== RICHIESTA A ==
Riscrivi il tratto di righe che va dalla riga contenente "tag: leafy canopy" fino a quella contenente "M88 34L73 9L65", estremi inclusi, sostituendo "leafy canopy" con "dense canopy" e lasciando invariato tutto il resto.

== TESTO FORNITO ==
Se Gesù si pone come strada altra, cammino altro, senza ostacoli verso la meta (che non cambia!), ogni altra strada acquista o perde di valore a seconda che corrisponda alla strada maestra che Gesù nella sua persona è venuto a realizzare. E che da sempre era presente nel piano di Dio e che le “tradizioni umane” (Mc 7,6; Mt 15,9) hanno offuscato. Anzi è da sempre la stessa struttura del Figlio e quindi di ogni figlio/a! In Gv 1,1 questo è chiaramente espresso, ove si dice che il Verbo/Logos è dinamicamente rivolto a [pros] Dio/Padre. E non, come tradotto, banalmente presso Dio: con Dio e in Dio, non c’è vicinanza fisica, ma di orientamento esistenziale. Quindi nel momento in cui ti decidi di percorrere la “strada”, di prendere quella direzione, “sei in Lui” (cfr ad es. Gv 14,17-23!; 15,4-17).

I comandamenti quindi non sono nient’altro che “pezzi di strada”, tratte del cammino proposti verso una meta fatta di luce e di vita che è la comunione con Dio e con i figli suoi. Valgono se e perché mantengono “in strada”, conducono nella strada, alla meta.

Il progetto di Dio, la strada che si getta verso Dio stesso, costituisce proprio quel “mistero” di cui parla san Paolo: è noto, perché si conosce la meta e già il camminarci è esserci, appartenervi, ma non siamo ancora arrivati alla meta finale che non è ancora sperimentata e per questo “ignota”. Noi occidentali nel nostro linguaggio, della parola “mistero” abbiamo sottolineato esclusivamente l’aspetto “non noto” del compimento finale e abbiamo trascurato invece l’aspetto noto, progettuale, della strada spianata davanti a noi. Perdendo così tutta la ricchezza del significato a cui Paolo attribuisce alla parola mistero. Ed è chiaro che percorrendo la strada, esso si rivela sempre di più. E per questo c’è un “tempo” in cui si chiarisce, si notifica… di “tempo” in “tempo”, di cammino in cammino.

== RICHIESTA B ==
Scrivi il seguito del testo sulla strada verso Dio e sul mistero, riprendendo subito dopo la sua ultima frase.

== ELENCO RIGHE ==
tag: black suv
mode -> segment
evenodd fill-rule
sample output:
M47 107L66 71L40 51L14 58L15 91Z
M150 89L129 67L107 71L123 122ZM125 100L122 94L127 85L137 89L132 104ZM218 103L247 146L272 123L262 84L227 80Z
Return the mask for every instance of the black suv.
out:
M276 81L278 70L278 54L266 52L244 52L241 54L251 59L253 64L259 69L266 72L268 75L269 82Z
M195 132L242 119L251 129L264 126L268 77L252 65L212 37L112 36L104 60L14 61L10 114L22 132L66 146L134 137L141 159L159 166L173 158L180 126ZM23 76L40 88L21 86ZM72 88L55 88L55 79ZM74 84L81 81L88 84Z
--
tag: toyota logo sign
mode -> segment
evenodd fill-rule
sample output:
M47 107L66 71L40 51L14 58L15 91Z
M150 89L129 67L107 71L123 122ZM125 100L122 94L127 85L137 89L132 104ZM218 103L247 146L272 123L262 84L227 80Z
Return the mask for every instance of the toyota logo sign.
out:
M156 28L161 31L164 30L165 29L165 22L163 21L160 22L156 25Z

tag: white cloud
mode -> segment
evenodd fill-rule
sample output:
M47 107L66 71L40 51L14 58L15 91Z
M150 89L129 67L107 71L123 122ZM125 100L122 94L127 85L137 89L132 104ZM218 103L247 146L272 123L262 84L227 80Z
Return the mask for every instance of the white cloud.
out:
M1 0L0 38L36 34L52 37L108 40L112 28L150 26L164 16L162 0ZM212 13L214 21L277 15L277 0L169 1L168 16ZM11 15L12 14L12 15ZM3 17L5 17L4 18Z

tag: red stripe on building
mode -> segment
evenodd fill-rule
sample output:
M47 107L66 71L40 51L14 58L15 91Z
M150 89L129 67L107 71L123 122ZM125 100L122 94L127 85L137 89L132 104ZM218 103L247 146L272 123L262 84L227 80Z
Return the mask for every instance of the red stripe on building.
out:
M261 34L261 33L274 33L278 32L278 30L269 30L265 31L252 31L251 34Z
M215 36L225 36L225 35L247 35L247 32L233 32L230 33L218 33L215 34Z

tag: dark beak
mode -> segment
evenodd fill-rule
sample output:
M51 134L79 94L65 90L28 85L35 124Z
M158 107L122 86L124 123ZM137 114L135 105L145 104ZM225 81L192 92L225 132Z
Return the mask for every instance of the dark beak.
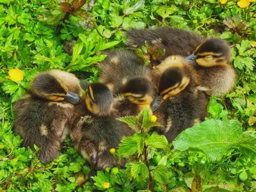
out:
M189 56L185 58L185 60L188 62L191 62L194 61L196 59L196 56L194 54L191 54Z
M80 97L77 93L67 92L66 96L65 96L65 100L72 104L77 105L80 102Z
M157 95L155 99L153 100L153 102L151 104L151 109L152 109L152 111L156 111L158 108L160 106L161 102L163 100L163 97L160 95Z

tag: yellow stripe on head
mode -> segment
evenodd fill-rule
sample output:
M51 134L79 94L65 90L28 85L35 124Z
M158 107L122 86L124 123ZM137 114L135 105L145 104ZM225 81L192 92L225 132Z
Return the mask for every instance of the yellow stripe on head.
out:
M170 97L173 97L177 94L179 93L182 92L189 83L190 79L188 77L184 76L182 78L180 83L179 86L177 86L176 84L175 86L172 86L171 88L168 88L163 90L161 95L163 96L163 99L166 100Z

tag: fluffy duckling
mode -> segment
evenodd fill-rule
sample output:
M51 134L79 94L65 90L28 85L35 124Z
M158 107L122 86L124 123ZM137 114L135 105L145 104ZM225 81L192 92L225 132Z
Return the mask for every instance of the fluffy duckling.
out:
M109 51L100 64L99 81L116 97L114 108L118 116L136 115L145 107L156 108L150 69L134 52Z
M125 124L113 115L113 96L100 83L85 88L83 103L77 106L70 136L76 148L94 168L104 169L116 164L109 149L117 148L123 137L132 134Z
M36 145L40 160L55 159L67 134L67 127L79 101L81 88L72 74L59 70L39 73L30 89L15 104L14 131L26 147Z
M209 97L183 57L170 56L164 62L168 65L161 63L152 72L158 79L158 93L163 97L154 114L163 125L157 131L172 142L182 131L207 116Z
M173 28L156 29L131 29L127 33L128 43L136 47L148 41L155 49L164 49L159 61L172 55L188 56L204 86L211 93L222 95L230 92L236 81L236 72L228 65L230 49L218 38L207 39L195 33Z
---
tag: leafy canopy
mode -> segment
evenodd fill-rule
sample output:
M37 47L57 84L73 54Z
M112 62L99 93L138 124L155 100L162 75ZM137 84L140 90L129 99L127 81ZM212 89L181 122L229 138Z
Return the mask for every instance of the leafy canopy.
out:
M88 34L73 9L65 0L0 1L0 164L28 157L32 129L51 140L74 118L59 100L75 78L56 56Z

== RISULTATO DELL'ESERCIZIO A ==
tag: dense canopy
mode -> segment
evenodd fill-rule
sample output:
M37 47L57 84L73 54Z
M112 62L99 93L138 124L155 100L162 75ZM137 84L140 90L129 99L127 81ZM212 89L181 122L229 138Z
Return the mask for every instance of the dense canopy.
out:
M88 34L73 9L65 0L0 1L0 164L28 157L32 129L51 140L74 118L59 100L75 78L56 56Z

== RISULTATO DELL'ESERCIZIO B ==
Gli esempi successivi che Matteo giustamente riunisce qui dei detti di Gesù, vanno ovviamente in questa direzione. I “ma io vi dico” non stanno ad indicare una alternativa alla strada, ma indicano un lavoro di sgombero della medesima. Perché la meta, la giustizia di Dio in mezzo agli uomini, sia raggiunta senza alcun ostacolo anzi altrove dirà “senza fatica”.

Ecco allora che il quadro del Vangelo si chiarisce. Dopo aver annunciato le Beatitudini ecco che Gesù dà, come dire, le istruzioni per l’uso. E nello stesso tempo le chiarisce: beato (felice) non è il povero o chi piange: c’è una povertà triste, c’è un pianto disperato… Felice (beato) è colui che pone al centro della sua esistenza il rapporto con l’altro. Anche a costo di pagare di persona. Tutti gli esempi riportati sottolineando il “modo” di vivere il rapporto con l’altro/a (anche nel tradimento e nel conflitto) vanno in questa direzione, bisognerebbe rileggerli ancora una volta per meglio annotarseli.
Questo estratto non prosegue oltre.